GIVEN INSTRUCTION
Find "the white cleat." in the records that follow; print that line and each subsequent line through the last one, verbatim and with nothing added.

SUPPLIED DATA
=-=-=

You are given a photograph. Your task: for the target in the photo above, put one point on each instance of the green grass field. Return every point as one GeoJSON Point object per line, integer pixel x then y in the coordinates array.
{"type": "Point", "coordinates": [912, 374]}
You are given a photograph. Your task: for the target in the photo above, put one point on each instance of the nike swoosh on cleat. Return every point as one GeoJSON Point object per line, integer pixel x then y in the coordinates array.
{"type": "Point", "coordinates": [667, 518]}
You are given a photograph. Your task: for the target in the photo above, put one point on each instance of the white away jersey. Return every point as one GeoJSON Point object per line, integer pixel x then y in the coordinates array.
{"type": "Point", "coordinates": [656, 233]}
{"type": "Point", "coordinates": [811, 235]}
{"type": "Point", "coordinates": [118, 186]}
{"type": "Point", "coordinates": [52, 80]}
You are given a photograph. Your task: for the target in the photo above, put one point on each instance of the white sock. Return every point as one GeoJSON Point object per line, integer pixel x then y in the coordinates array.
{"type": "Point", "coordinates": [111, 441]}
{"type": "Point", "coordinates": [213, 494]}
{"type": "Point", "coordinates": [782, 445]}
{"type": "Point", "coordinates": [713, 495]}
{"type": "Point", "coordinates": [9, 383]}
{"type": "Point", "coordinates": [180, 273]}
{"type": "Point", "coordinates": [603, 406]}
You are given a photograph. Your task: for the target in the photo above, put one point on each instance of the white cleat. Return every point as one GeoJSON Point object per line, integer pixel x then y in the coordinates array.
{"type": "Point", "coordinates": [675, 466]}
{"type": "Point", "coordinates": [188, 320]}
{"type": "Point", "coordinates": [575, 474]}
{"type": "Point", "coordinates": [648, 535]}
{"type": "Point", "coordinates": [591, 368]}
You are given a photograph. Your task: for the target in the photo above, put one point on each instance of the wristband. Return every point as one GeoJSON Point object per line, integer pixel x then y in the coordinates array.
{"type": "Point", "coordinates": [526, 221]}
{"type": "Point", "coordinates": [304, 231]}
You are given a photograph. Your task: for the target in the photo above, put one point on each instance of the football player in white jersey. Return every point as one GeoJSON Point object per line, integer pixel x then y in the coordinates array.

=-=-=

THE OUTPUT
You are given a photograph. Your task: for the target in the photo above, put one point on each instance of the white cleat. Return every point as one GeoJSON Point object per line, integer pixel x then y in the coordinates array.
{"type": "Point", "coordinates": [675, 466]}
{"type": "Point", "coordinates": [188, 320]}
{"type": "Point", "coordinates": [575, 474]}
{"type": "Point", "coordinates": [648, 535]}
{"type": "Point", "coordinates": [591, 368]}
You are given a photograph. Your task: for the target in the photo above, put one point on each instance of the wristband. Return every point as one GeoJSON Point object per line, integer pixel x then y in the coordinates array.
{"type": "Point", "coordinates": [526, 221]}
{"type": "Point", "coordinates": [304, 231]}
You are given a photograph. Your task: for the target in the photo above, put one point on each instance of the football player in white jersey. Return every point as one GeoJSON Point object per line, integer pixel x then y in the coordinates array.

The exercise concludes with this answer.